Exercises >>
1 - Retype the portion of the natural gas excerpt that opens with the words containing "Recent developments in" and closes with "elicited more exports.".
2 - Continue the excerpt on natural gas and global supply chains from its final sentence.

Extract to read >>

>>

Recent developments in eastern Europe raises questions about the challenges that are faced by global supply chains. In previous research we considered exposure of supply chains to conflict in Ukraine with regards to key products and potential disruptions. This report takes a deeper-dive into the importance of natural gas for global supply chains.
Natural Gas Has Political and Economic Significance
What’s so special about natural gas?
Natural gas has received significant attention, as Russia is a major supplier and Ukraine a major transit route to Europe. That’s come at the same time as natural gas reserves in Europe have reportedly fallen to around 35% of capacity currently, from 80% at the same time of 2020. The latter has led to accusations, denied by Russia, that it has cut supplies to cover long-term contracts only and ignored price signals that should have elicited more exports.

<<

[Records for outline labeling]

>>

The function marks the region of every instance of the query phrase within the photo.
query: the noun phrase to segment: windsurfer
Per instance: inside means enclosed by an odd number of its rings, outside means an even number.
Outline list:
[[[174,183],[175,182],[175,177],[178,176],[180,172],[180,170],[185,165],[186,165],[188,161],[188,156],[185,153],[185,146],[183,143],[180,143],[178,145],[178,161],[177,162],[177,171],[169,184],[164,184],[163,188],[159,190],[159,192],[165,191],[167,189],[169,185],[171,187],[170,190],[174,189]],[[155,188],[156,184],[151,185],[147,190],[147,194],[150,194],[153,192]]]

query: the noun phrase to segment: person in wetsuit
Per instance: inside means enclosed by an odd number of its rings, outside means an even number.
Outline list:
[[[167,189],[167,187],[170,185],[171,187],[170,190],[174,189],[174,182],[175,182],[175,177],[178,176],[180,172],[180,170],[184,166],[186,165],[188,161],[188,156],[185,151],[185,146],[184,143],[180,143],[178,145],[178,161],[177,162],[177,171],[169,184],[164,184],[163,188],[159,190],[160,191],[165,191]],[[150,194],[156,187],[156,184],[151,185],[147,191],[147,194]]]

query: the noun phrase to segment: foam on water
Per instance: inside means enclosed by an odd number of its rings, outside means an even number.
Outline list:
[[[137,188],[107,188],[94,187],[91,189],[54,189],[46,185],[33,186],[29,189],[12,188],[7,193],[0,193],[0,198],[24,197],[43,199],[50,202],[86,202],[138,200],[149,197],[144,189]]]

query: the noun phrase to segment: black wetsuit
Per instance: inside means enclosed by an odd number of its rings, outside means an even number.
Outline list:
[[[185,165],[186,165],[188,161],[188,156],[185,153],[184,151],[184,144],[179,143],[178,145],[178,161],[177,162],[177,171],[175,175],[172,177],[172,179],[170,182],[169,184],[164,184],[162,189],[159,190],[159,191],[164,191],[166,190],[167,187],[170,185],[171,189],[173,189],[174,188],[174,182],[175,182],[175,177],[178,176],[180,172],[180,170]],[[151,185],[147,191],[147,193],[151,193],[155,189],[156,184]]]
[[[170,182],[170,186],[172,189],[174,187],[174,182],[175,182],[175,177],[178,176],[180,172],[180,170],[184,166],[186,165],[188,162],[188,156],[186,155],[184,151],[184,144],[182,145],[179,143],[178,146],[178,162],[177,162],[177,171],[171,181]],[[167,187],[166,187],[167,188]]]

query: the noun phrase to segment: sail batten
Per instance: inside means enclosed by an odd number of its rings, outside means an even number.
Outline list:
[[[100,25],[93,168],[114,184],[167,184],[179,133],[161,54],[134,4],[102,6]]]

<<
>>

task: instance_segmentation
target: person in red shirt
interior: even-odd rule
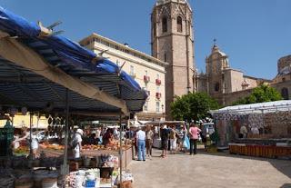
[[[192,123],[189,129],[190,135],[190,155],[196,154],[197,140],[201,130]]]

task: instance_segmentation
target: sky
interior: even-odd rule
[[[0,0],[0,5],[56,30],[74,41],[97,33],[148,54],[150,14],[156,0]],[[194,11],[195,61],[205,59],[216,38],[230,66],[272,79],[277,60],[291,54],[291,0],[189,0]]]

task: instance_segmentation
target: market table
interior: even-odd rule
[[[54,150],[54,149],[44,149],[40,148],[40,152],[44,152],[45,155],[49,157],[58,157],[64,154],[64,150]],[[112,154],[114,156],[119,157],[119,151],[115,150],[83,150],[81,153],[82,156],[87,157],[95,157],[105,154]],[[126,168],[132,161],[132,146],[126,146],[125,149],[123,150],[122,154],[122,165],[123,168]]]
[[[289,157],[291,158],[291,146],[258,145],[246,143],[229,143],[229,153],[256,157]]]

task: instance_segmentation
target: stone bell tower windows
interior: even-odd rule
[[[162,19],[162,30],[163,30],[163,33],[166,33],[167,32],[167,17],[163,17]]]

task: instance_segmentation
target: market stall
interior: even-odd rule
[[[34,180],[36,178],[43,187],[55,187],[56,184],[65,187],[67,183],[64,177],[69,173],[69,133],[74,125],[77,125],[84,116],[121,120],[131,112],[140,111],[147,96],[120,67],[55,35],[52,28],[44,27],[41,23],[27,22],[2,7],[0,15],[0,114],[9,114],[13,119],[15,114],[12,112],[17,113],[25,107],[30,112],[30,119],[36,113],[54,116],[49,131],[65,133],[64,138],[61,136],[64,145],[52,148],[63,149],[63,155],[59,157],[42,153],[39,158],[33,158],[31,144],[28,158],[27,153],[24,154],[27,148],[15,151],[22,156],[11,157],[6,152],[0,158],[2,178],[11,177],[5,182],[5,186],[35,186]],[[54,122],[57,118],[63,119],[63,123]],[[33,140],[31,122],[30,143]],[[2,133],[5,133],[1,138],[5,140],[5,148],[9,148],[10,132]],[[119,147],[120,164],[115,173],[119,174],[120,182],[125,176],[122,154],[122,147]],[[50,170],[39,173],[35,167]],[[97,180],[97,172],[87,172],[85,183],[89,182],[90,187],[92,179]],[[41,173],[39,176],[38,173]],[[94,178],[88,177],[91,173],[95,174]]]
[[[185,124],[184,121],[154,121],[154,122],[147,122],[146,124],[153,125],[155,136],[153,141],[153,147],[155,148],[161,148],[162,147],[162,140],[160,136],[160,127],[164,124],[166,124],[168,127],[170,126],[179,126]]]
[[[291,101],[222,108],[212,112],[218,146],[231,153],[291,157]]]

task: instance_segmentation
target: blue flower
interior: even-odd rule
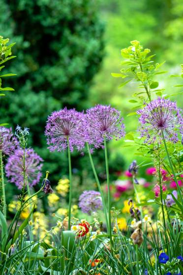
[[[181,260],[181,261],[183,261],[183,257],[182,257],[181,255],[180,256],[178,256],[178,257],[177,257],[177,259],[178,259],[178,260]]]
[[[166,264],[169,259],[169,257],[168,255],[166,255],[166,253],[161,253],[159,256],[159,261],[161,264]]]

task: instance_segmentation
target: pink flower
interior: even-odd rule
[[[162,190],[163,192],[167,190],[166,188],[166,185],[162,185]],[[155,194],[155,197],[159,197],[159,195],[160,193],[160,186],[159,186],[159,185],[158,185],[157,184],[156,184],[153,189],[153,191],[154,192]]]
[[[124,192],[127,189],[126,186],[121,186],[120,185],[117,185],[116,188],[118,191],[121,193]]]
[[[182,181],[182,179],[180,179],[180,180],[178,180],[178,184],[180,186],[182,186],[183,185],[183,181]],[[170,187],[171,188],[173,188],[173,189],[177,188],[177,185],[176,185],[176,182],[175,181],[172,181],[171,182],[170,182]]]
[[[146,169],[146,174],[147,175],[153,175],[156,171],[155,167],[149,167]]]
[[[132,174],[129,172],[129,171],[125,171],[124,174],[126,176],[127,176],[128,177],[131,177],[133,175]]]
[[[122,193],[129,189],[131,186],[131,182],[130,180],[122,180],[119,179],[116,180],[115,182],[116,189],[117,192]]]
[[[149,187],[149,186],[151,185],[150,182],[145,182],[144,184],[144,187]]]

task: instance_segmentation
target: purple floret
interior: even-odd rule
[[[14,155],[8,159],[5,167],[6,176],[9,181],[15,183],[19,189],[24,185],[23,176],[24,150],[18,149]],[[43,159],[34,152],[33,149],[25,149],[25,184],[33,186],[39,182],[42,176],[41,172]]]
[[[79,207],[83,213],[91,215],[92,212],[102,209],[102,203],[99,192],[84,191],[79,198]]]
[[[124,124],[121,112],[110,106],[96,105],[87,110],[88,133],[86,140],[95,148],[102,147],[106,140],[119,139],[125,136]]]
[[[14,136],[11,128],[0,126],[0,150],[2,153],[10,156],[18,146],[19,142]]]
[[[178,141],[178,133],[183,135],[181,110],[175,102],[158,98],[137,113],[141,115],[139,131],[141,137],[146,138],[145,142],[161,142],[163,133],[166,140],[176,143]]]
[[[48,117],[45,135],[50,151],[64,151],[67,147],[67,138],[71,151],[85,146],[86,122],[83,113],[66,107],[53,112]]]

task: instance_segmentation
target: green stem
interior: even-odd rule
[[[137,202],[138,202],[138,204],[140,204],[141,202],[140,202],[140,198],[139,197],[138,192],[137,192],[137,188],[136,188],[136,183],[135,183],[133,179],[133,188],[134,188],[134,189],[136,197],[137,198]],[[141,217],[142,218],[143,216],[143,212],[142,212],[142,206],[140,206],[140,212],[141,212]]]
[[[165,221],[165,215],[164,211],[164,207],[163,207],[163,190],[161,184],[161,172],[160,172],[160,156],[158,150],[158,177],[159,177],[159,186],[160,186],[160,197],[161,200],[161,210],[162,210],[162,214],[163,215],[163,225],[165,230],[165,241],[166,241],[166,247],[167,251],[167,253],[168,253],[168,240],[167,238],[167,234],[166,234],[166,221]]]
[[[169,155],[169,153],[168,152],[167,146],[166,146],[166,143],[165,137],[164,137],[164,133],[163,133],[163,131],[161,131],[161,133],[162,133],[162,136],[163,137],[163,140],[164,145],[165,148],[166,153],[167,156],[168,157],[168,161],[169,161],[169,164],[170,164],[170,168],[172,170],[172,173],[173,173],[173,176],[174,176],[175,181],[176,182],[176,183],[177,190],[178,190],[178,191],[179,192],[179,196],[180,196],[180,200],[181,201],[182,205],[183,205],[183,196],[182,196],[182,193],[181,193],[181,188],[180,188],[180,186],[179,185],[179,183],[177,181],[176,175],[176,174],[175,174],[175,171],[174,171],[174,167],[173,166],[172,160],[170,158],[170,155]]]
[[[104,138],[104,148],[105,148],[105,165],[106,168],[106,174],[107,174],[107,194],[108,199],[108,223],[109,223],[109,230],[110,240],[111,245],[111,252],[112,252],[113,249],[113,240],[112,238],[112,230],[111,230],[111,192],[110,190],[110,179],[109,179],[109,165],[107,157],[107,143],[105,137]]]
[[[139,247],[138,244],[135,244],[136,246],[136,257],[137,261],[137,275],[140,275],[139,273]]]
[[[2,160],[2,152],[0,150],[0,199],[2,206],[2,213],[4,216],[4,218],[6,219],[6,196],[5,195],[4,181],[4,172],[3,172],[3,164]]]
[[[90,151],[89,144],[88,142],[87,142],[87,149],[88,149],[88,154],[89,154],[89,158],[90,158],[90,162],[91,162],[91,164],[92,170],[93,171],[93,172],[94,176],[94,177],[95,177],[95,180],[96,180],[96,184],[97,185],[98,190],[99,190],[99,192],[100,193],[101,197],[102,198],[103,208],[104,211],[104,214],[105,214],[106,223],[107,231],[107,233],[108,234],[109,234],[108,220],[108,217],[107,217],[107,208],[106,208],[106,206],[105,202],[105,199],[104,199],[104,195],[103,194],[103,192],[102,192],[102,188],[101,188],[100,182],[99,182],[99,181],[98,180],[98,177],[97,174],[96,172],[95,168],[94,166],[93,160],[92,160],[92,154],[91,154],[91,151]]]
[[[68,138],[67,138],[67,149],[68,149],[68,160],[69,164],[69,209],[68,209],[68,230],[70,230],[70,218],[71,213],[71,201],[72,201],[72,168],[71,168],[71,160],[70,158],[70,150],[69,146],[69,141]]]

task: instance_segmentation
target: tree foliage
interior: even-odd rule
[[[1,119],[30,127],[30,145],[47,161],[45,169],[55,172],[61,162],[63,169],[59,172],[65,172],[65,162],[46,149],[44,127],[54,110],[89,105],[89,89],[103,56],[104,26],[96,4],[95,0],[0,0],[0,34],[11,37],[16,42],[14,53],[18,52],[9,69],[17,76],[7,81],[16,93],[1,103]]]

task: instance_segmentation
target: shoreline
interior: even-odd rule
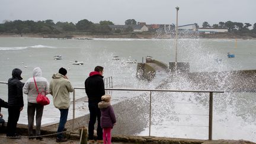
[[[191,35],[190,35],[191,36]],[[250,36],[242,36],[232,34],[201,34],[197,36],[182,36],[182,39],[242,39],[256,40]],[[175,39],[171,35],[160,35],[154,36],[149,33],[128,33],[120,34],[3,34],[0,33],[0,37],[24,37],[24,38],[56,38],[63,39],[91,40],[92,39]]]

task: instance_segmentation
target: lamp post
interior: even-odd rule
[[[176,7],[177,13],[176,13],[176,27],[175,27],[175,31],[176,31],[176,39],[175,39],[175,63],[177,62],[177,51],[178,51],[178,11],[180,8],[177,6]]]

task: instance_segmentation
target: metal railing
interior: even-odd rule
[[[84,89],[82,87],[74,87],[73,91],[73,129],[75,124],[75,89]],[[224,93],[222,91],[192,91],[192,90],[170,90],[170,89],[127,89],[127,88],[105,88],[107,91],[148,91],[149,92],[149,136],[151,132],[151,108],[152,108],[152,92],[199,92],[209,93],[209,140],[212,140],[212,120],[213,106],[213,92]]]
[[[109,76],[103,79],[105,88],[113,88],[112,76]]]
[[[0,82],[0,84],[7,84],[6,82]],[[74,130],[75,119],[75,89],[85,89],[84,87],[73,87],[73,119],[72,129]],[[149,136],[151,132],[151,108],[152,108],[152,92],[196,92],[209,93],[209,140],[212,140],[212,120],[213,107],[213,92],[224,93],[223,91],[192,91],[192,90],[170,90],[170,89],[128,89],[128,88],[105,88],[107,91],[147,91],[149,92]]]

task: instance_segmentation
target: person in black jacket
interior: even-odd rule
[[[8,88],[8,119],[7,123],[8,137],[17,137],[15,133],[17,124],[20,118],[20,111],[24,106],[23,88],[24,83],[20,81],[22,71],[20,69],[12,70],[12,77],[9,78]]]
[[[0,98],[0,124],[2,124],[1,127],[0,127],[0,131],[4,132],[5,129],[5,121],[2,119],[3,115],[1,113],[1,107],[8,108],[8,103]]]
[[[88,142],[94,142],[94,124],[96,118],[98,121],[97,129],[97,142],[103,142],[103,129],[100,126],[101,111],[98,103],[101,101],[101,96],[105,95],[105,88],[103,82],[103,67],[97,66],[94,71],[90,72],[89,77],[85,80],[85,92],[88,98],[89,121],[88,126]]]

<<
>>

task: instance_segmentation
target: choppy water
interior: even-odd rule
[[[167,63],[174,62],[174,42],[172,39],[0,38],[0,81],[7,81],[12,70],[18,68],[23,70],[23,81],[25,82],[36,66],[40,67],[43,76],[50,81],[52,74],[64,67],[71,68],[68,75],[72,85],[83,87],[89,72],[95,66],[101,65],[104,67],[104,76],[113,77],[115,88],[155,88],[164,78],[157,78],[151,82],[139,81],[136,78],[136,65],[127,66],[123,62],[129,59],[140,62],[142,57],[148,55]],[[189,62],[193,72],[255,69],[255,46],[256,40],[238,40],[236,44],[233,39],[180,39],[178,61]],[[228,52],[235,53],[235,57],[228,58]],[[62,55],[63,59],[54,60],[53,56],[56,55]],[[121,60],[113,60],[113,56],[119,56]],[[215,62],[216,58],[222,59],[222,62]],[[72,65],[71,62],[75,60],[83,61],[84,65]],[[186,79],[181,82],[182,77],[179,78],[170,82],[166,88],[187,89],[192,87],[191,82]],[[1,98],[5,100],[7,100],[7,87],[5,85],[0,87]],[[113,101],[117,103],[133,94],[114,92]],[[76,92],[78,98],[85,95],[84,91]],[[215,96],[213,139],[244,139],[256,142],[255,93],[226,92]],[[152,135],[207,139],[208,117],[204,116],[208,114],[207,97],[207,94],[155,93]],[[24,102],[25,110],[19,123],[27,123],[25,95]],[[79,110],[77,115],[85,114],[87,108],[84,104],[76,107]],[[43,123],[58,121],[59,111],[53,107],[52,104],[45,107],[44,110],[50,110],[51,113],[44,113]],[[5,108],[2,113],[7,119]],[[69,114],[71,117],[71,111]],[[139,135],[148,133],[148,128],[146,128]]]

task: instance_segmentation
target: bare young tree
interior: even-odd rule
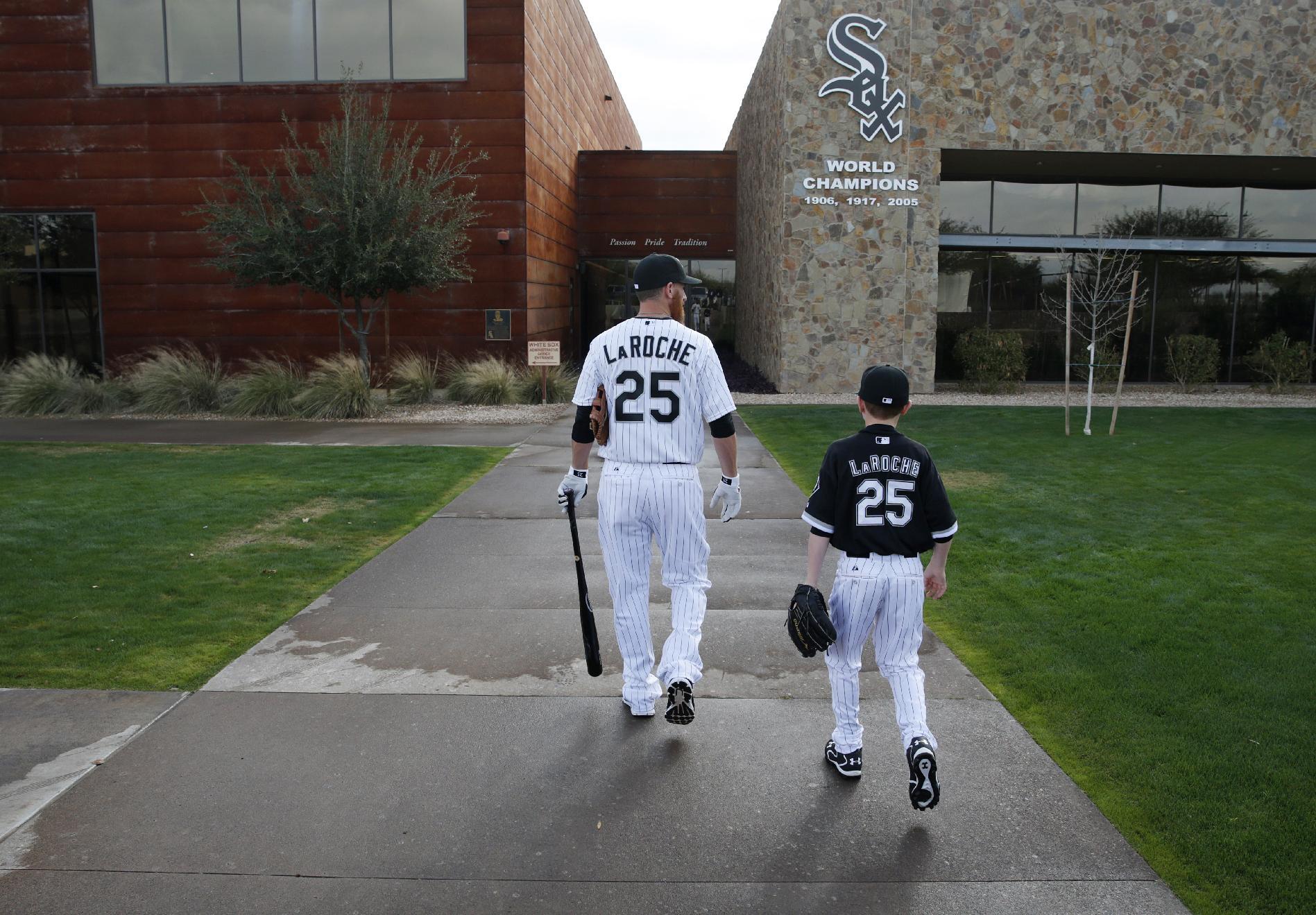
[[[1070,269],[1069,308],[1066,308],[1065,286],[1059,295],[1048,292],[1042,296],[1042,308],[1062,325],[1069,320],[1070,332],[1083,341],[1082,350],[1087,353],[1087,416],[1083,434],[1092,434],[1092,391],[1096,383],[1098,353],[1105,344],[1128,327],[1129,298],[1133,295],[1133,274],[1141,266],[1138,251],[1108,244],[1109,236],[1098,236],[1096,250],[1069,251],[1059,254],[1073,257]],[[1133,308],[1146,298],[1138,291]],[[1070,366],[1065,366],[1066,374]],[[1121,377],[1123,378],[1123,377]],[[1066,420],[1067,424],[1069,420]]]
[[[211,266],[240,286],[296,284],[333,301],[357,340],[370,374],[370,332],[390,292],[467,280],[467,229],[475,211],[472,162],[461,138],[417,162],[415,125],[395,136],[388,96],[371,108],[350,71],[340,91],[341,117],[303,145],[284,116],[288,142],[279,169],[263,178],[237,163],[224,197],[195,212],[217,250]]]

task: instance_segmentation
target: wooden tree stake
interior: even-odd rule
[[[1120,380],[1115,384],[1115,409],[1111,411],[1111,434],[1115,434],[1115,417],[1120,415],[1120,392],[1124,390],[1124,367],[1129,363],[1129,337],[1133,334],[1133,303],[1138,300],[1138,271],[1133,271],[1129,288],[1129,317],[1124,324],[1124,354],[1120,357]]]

<<

Task results >>
1 -
Recent developments in eastern Europe raises questions about the challenges that are faced by global supply chains. In previous research we considered exposure of supply chains to conflict in Ukraine with regards to key products and potential disruptions. This report takes a deeper-dive into the importance of natural gas for global supply chains.
Natural Gas Has Political and Economic Significance
What’s so special about natural gas?
Natural gas has received significant attention, as Russia is a major supplier and Ukraine a major transit route to Europe. That’s come at the same time as natural gas reserves in Europe have reportedly fallen to around 35% of capacity currently, from 80% at the same time of 2020. The latter has led to accusations, denied by Russia, that it has cut supplies to cover long-term contracts only and ignored price signals that should have elicited more exports.

2 -
In the short term, the German government has specifically raised concerns that Russia may cut gas supplies to Europe in the event of a conflict, or in retaliation for sanctions linked to such an event. Germany has also called for diversification in gas supplies and has already suspended approval of Gazprom’s Nordstream 2 pipeline, which had the potential for Russia to ship gas to Europe without going via Ukraine.
There may also be complications in completing payment for existing contracts if Russian gas exporters become subject to financial sector sanctions.
Russia accounted for 10.6% of global natural gas exports in 2020 (UN Comtrade). For the EU it accounted for 23.0% of supplies directly, according to Eurostat and shown in Figure 3, and likely was the source for a further 23.1% which came via Ukraine and Belarus in 2020.
The EU required imports to cover 83.5% of its usage needs in 2020, down slightly from 89.5% in 2019. That comes against the backdrop of rising import requirements in the future in Europe as local gas supplies from the North Sea continue to run down.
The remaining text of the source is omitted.